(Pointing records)
|---|

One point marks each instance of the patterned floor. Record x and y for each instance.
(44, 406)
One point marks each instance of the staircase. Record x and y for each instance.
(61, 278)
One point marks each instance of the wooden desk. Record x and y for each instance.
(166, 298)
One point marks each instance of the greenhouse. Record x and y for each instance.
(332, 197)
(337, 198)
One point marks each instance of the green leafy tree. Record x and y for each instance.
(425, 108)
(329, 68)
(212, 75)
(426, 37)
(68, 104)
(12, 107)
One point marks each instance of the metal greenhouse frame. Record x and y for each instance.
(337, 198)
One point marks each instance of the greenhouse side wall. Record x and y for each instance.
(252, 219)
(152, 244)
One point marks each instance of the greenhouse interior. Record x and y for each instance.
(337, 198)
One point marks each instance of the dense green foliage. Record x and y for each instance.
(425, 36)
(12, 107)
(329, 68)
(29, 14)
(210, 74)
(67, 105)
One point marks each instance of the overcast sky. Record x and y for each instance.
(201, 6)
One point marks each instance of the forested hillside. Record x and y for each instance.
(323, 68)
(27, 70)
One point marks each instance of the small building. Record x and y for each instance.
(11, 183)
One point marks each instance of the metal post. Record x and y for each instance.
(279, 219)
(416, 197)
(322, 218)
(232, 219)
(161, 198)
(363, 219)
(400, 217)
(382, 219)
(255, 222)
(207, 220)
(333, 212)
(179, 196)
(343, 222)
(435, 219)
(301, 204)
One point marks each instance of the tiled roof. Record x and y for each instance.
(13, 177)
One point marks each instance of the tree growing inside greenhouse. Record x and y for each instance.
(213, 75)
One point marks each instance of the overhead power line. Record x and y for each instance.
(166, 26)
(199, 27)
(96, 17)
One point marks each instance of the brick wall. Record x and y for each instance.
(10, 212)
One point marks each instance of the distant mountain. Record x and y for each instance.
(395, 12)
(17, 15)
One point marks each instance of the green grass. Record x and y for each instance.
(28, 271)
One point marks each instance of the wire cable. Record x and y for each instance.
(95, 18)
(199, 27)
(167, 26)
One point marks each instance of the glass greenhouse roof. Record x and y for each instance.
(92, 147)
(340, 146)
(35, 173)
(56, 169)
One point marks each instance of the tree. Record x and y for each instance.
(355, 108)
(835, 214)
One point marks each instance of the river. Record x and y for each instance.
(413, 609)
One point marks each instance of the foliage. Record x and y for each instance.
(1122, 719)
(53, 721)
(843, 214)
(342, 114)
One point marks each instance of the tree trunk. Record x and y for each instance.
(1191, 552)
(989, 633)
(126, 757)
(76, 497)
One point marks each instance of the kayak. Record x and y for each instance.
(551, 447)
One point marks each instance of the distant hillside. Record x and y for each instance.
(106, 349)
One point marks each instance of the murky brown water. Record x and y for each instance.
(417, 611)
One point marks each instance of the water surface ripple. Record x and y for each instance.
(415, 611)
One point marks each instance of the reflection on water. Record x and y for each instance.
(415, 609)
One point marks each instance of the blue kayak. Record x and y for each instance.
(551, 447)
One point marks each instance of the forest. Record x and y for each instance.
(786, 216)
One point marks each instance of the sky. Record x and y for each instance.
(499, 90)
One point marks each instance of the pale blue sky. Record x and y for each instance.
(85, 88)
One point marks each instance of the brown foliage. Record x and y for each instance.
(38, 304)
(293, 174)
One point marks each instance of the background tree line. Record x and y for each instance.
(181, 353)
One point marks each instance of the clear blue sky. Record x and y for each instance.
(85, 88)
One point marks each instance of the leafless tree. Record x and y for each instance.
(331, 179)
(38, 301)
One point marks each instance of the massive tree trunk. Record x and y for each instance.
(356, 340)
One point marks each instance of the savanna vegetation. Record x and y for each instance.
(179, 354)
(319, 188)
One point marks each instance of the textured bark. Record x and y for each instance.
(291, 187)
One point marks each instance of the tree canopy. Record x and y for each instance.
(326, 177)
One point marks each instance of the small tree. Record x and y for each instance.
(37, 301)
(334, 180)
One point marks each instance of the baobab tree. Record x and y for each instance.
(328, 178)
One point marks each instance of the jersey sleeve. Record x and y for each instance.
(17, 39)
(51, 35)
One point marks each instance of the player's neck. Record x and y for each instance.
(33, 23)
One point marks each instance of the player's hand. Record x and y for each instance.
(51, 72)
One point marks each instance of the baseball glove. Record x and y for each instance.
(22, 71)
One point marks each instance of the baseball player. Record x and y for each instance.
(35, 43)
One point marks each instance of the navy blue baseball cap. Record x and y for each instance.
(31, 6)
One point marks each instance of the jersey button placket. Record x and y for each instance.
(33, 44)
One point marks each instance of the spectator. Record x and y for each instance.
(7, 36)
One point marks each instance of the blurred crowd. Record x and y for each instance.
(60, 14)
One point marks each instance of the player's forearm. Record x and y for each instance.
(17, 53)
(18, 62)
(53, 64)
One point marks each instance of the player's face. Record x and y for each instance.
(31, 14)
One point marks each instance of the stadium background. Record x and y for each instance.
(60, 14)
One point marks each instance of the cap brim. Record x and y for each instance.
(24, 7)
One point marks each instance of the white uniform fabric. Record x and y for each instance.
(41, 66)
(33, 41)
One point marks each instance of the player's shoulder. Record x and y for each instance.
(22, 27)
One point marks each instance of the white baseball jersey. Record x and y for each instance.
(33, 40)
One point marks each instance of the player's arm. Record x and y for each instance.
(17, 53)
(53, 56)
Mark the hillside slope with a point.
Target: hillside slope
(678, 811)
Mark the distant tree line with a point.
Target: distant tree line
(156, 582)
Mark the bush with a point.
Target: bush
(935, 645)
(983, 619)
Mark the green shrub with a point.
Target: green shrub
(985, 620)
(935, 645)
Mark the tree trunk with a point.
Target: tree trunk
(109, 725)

|---|

» Written exercise
Retype the listing above in full, with no alterations.

» Complete response
One point marks each instance of the patterned floor. Record x and y for each instance.
(44, 406)
One point marks each instance of the staircase. Record x and y for each instance.
(61, 278)
One point marks each instance of the wooden desk. Record x and y for each instance.
(166, 298)
One point marks each instance of the greenhouse. Record x and y for each instance.
(332, 197)
(337, 198)
One point marks each instance of the green leafy tree. Record x and y for each instance.
(425, 108)
(329, 68)
(212, 75)
(426, 37)
(68, 104)
(12, 107)
One point marks each instance of the metal greenhouse frame. Record x and y for each instance.
(337, 198)
One point marks each instance of the greenhouse side wall. Record x and y for each instance.
(252, 219)
(152, 244)
One point marks each instance of the greenhouse interior. Record x and y for each instance.
(337, 198)
One point marks each instance of the dense green foliage. Record x and y for each instance.
(425, 36)
(12, 107)
(329, 68)
(29, 14)
(210, 74)
(67, 105)
One point marks each instance of the overcast sky. Record x and y for each instance.
(201, 6)
One point marks each instance of the forested hillside. Record x and y for each instance.
(323, 68)
(27, 70)
One point marks each instance of the small building. Record x and y for each instance.
(11, 183)
One point marks each instance of the metal post. Record x and y for each instance.
(279, 219)
(416, 197)
(322, 218)
(232, 219)
(161, 198)
(363, 219)
(400, 217)
(382, 219)
(255, 222)
(207, 220)
(333, 212)
(179, 196)
(343, 222)
(435, 219)
(301, 204)
One point marks each instance of the tiled roof. Record x and y for each instance.
(13, 177)
One point marks each instance of the tree growing inside greenhouse. Record x and y for each instance.
(213, 75)
One point marks each instance of the overhead power line. Record x and y for each instance.
(166, 26)
(199, 27)
(96, 17)
One point marks each instance of the brick wall. Record x and y for each instance.
(10, 212)
One point marks each instance of the distant mountain. Record x and y for each instance.
(395, 12)
(17, 15)
One point marks each instance of the green grass. Record x and y for each instance.
(28, 271)
One point marks each instance of the wire cable. Record x and y for each instance.
(95, 18)
(199, 27)
(167, 26)
One point marks each instance of the glass greenhouse roof. Record x and y for each instance.
(92, 147)
(340, 146)
(35, 173)
(56, 169)
One point marks each instance of the tree. Record x and y for each instance.
(355, 108)
(835, 214)
One point marks each instance of the river. Record x and y for each instance.
(413, 609)
One point marks each instance of the foliage. Record x and y for each instance.
(1122, 719)
(53, 721)
(843, 214)
(342, 114)
One point marks each instance of the tree trunk. Record x and y for each instance.
(1191, 552)
(989, 633)
(126, 757)
(76, 497)
One point marks each instance of the kayak. Record x and y for each instance.
(551, 447)
One point marks each instance of the distant hillside. Record x and y for each instance.
(106, 349)
One point marks each instance of the murky brown water. Record x and y for each instance.
(417, 611)
One point marks each instance of the water surface ripple. Record x and y for each instance.
(415, 611)
One point marks each instance of the reflection on water. Record x and y for each instance.
(415, 609)
One point marks each instance of the blue kayak. Record x and y for each instance.
(551, 447)
One point marks each instance of the forest. Record x and y for each instance.
(786, 216)
One point marks each instance of the sky. Record x and y for each instance.
(499, 90)
One point marks each instance of the pale blue sky. Record x and y for each instance.
(85, 88)
One point marks each instance of the brown foliage. Record x and y for each instance.
(38, 304)
(293, 174)
One point marks each instance of the background tree line. Record x and y for each instance.
(181, 353)
One point marks each instance of the clear blue sky. Record x and y for each instance.
(85, 88)
One point marks each instance of the leafless tree. Record x and y for each instance.
(331, 179)
(38, 301)
One point marks each instance of the massive tree trunk. Record x and y for each instance.
(356, 340)
One point marks each instance of the savanna vegetation. Record x and y for each instance.
(179, 354)
(319, 188)
One point marks each instance of the textured bark. Record x and y for each instance.
(291, 187)
One point marks each instance of the tree canopy. Record x and y for each instance.
(326, 177)
One point marks each instance of the small tree. Record x and y for each instance.
(37, 301)
(334, 180)
One point marks each instance of the baobab tree. Record x and y for each instance.
(328, 178)
One point marks each instance of the jersey sleeve. Record x and y for each instance.
(17, 39)
(51, 35)
One point marks each instance of the player's neck. Record x and y for each instance.
(33, 23)
One point marks each instance of the player's hand. Record x and y for each instance.
(51, 72)
One point marks each instance of the baseball glove. Record x and y for each instance.
(22, 71)
One point marks each instance of the baseball player. Record x and y for each instance.
(35, 43)
One point marks each instance of the navy blue baseball cap. Record x and y for each instance.
(31, 6)
One point marks each instance of the jersey button placket. Record x and y for each instance.
(33, 44)
One point marks each instance of the spectator. Record x and y for each instance.
(7, 36)
One point marks each instance of the blurred crowd. Record x and y for each instance.
(60, 14)
One point marks each instance of the player's forearm. Record x and y for each instance.
(17, 53)
(18, 62)
(53, 64)
One point marks each instance of the player's face. Record x and y for each instance.
(31, 14)
One point marks each instance of the stadium background. Record x and y for each instance.
(60, 14)
One point marks each instance of the cap brim. Record x and y for each instance.
(24, 7)
One point marks each instance of the white uniform fabric. Record x and y for each instance.
(41, 66)
(33, 41)
One point marks each instance of the player's shoulder. Record x and y for each instance.
(22, 27)
One point marks each instance of the white baseball jersey. Record x and y for each instance.
(33, 40)
One point marks each instance of the player's arm. Record x and y for each instance.
(17, 53)
(53, 56)
Mark the hillside slope with a point.
Target: hillside slope
(678, 811)
Mark the distant tree line with a point.
Target: distant tree line
(156, 582)
Mark the bush with a point.
Target: bush
(935, 645)
(983, 619)
Mark the green shrub with a point.
Target: green shrub
(985, 620)
(935, 645)
Mark the tree trunk with a point.
Target: tree trunk
(109, 725)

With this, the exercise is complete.